[Point-per-instance localization data]
*** Begin section ***

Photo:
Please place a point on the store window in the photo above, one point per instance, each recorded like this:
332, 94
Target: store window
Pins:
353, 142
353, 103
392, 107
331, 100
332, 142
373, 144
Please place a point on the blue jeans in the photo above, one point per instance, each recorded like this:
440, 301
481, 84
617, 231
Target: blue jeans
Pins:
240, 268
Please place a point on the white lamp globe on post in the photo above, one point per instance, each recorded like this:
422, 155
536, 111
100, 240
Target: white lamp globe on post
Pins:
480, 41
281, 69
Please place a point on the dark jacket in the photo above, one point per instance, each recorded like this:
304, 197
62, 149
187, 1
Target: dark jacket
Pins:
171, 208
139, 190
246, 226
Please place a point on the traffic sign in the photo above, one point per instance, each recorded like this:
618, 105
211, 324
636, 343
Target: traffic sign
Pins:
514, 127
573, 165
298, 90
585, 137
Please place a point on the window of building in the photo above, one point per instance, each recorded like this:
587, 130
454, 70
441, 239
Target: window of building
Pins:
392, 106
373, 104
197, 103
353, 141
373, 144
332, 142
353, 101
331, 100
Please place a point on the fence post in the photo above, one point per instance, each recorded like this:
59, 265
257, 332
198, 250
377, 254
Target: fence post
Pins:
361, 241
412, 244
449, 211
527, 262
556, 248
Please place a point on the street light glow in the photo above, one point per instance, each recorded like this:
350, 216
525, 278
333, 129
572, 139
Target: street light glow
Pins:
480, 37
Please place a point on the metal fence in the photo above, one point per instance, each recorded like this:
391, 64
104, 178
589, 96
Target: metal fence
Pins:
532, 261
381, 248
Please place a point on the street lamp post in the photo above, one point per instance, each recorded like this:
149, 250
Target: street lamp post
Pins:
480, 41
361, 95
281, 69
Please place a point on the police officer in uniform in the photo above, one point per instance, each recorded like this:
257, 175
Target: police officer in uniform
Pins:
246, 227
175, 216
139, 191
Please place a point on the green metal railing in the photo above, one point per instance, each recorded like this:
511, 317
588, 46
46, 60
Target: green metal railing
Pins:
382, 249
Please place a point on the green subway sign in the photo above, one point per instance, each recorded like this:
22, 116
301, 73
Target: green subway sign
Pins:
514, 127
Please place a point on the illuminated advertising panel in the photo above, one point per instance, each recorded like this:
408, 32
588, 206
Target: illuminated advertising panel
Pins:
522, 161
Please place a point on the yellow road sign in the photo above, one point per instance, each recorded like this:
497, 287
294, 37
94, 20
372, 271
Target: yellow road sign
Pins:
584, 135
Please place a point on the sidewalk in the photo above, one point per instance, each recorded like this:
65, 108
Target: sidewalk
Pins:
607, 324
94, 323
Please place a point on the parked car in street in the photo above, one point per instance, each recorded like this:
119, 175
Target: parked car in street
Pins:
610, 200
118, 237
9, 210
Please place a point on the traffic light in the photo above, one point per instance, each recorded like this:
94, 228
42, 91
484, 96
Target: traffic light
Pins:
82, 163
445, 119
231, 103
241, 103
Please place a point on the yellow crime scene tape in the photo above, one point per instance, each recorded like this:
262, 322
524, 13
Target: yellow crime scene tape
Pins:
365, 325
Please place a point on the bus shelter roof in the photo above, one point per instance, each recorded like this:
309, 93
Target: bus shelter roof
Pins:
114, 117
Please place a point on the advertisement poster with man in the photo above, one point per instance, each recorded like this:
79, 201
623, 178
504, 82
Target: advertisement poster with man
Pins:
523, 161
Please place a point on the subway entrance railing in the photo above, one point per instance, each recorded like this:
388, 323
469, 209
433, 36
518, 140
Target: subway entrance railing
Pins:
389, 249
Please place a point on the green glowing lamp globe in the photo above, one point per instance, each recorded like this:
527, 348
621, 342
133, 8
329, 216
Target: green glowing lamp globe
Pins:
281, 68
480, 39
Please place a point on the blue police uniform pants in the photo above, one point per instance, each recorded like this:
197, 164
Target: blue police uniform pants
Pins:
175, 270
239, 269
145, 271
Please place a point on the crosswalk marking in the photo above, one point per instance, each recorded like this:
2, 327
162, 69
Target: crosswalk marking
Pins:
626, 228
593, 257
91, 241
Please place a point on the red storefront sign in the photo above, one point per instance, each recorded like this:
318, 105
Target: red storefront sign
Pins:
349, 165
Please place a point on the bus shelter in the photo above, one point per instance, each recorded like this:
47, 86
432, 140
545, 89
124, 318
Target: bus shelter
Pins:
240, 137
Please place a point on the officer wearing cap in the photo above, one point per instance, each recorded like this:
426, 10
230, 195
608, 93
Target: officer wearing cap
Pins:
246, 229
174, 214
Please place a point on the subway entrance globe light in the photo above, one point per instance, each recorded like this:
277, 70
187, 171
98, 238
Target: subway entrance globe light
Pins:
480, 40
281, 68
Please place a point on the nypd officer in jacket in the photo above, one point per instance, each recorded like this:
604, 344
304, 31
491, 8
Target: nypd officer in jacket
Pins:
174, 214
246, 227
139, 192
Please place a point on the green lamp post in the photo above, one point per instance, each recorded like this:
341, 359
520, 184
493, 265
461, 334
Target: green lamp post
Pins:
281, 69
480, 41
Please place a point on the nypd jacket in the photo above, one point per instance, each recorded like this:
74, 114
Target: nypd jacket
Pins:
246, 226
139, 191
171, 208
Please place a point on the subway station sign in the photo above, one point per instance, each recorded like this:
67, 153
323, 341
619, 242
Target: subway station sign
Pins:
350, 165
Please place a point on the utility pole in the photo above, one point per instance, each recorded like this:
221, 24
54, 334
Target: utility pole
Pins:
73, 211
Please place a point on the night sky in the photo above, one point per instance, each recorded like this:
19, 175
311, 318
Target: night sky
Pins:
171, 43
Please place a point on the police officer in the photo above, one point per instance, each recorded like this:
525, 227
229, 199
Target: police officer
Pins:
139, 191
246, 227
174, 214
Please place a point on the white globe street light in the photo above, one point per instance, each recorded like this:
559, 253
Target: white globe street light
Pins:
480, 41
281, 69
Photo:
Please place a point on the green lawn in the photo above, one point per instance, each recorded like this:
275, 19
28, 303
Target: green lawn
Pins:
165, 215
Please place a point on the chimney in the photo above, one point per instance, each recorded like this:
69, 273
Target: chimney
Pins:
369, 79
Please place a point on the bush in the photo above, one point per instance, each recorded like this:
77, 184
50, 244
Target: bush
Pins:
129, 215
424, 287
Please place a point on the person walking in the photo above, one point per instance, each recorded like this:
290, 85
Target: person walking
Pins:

*** End section ***

[What the task asks] Using the same words as the original, repeat the records above.

[Reply to the exercise]
Photo:
Please place a point on the store window in the photo above, one point per instance, each recorded like this:
332, 94
Target: store window
Pins:
353, 142
353, 103
392, 107
331, 100
332, 142
373, 144
Please place a point on the blue jeans in the photo above, one point per instance, each recorded like this:
440, 301
481, 84
617, 231
Target: blue jeans
Pins:
240, 268
Please place a point on the white lamp globe on post in the photo above, one point per instance, each recorded like this:
422, 155
536, 111
100, 240
Target: white lamp globe on post
Pins:
480, 41
281, 69
Please place a point on the dark jacket in the photo above, one point per instance, each recorded like this:
304, 197
62, 149
187, 1
Target: dark jacket
Pins:
171, 208
139, 190
246, 226
Please place a point on the traffic sign in the photo above, one point per instance, each recorded like this:
618, 105
211, 324
636, 343
Target: traffic sign
Pins:
514, 127
573, 165
298, 90
585, 137
Please place a point on the window of building in the photo above, one point per instance, each recorded like this:
587, 130
454, 70
441, 239
Target: window of building
Pins:
392, 106
373, 104
197, 103
353, 141
373, 144
332, 142
353, 101
331, 100
Please place a point on the fence post in the photo above, one point per instance, each recorded like this:
59, 265
257, 332
198, 250
377, 254
Target: fence post
Pins:
361, 241
412, 244
449, 211
527, 262
556, 248
Please place a point on the street light glow in the photo above, one point per instance, each recorded like this:
350, 216
525, 278
333, 129
572, 139
Target: street light glow
Pins:
480, 37
Please place a point on the metal fence in the photo above, one point per instance, each recorded like this:
391, 64
104, 178
589, 96
Target: metal fence
Pins:
532, 261
381, 248
Please place a point on the street lamp post in the photo above, one point per instance, each recorded like this:
149, 250
Target: street lamp post
Pins:
480, 41
361, 95
281, 69
Please place a point on the police officer in uniform in the photo above, one point per instance, each recorded like this:
257, 175
Target: police officer in uniform
Pins:
246, 227
175, 216
139, 191
Please place a point on the green metal railing in the photo above, one point per instance, each recorded like this:
511, 317
588, 46
46, 60
Target: green metal railing
Pins:
382, 249
Please place a point on the green subway sign in the photo above, one point per instance, each recorded like this:
22, 116
301, 73
Target: green subway sign
Pins:
514, 127
Please place a point on the illuminated advertising panel in the photo above, one point per instance, each recorded like this:
408, 32
588, 206
Target: illuminated advertising panel
Pins:
522, 161
Please place a point on the yellow road sign in the photo above, one point per instance, each recorded like this:
497, 287
294, 37
94, 20
372, 271
Target: yellow road sign
Pins:
584, 135
Please place a point on the sidewalk in the photo above, one point per instance, each recorded like this:
65, 108
Target: sidewalk
Pins:
607, 324
94, 323
Please place a point on the parked car in street in the photo above, one point per instance, each recorded like this:
119, 175
Target: parked car in street
Pins:
610, 200
118, 237
9, 210
Please place a point on the traffic light in the photo above, one point per instance, each recorded like this:
94, 228
42, 91
484, 96
Target: traffic light
Pins:
82, 163
445, 119
231, 103
241, 103
Please place a point on the yellow crime scene tape in the photo above, one point per instance, each recorded like this:
262, 322
524, 13
Target: yellow crime scene tape
Pins:
365, 325
Please place a point on the bus shelter roof in the photo above, one point per instance, each recorded like this:
309, 93
Target: bus shelter roof
Pins:
114, 117
Please place a point on the advertisement poster with man in the photo above, one point per instance, each recorded like this:
79, 201
623, 178
504, 82
Target: advertisement poster with man
Pins:
523, 161
Please place a point on the subway entrance railing in the photo above, one point per instance, each recorded like this:
388, 323
469, 209
433, 36
518, 140
Target: subway entrance railing
Pins:
389, 249
Please place a point on the green glowing lamp globe in the photo above, one point per instance, each recorded like this:
527, 348
621, 342
133, 8
329, 216
Target: green glowing lamp globe
Pins:
281, 68
480, 39
Please place a point on the blue police uniform pants in the photo above, one point per instance, each recorded like this:
197, 164
Target: blue police uniform pants
Pins:
175, 270
239, 269
145, 271
Please place a point on the crosswalk marking in the photo above, one point per instance, each recorded like this:
2, 327
162, 69
Target: crosswalk marking
Pins:
626, 228
593, 257
91, 241
Please place a point on the red storefront sign in the photo above, one point per instance, each recorded like this:
318, 105
Target: red storefront sign
Pins:
349, 165
Please place a point on the bus shelter in the photo above, one point per instance, each recorded like this:
47, 86
432, 140
545, 89
124, 318
Target: bus shelter
Pins:
240, 137
Please place a point on the officer wearing cap in the photo above, one point per instance, each recorded like this:
426, 10
230, 195
608, 93
Target: officer wearing cap
Pins:
246, 229
174, 214
Please place a point on the subway entrance globe light in the photo above, one point per instance, each recorded like this:
277, 70
187, 171
98, 238
Target: subway entrance globe light
Pins:
480, 40
281, 68
Please place a point on the nypd officer in jacket in the photo above, one point per instance, each recorded like this:
604, 344
304, 31
491, 8
Target: nypd officer in jacket
Pins:
174, 214
246, 227
139, 192
Please place a point on the green lamp post in the photo above, one point per instance, each recorded like this:
341, 359
520, 184
493, 265
461, 334
Target: green lamp post
Pins:
281, 69
480, 41
Please place a point on the nypd jacket in the photo above, one point per instance, each recorded like this:
74, 114
Target: nypd jacket
Pins:
246, 226
139, 191
171, 208
Please place a point on the subway station sign in the photo above, one point per instance, each recorded like this:
67, 153
323, 341
619, 242
Target: subway station sign
Pins:
350, 165
Please place a point on the utility pole in the photo above, one point per instance, each recorded like this:
221, 24
54, 334
Target: utility pole
Pins:
73, 211
Please place a point on the night sky in the photo above, one point per instance, each recorded like this:
19, 175
311, 318
Target: night sky
Pins:
171, 43
Please place a point on the police officer in the photo above, one point per instance, each recorded like this:
525, 227
229, 199
Target: police officer
Pins:
139, 191
246, 227
174, 214
Please place a point on the white globe street light in the photo above, one point per instance, each recorded like this:
559, 253
Target: white globe street light
Pins:
480, 41
281, 69
Photo:
Please place a point on the green lawn in the photo above, one point per instance, each recorded like this:
275, 19
28, 303
Target: green lawn
Pins:
165, 215
Please place a point on the chimney in the photo above, one point per instance, each recorded like this:
69, 273
Target: chimney
Pins:
369, 79
Please place a point on the bush in the photo above, one point per instance, each recorded like this:
77, 184
50, 244
Target: bush
Pins:
129, 215
424, 287
Please place a point on the person walking in the photo above, one point per instance, each recorded like this:
290, 85
Target: person walking
Pins:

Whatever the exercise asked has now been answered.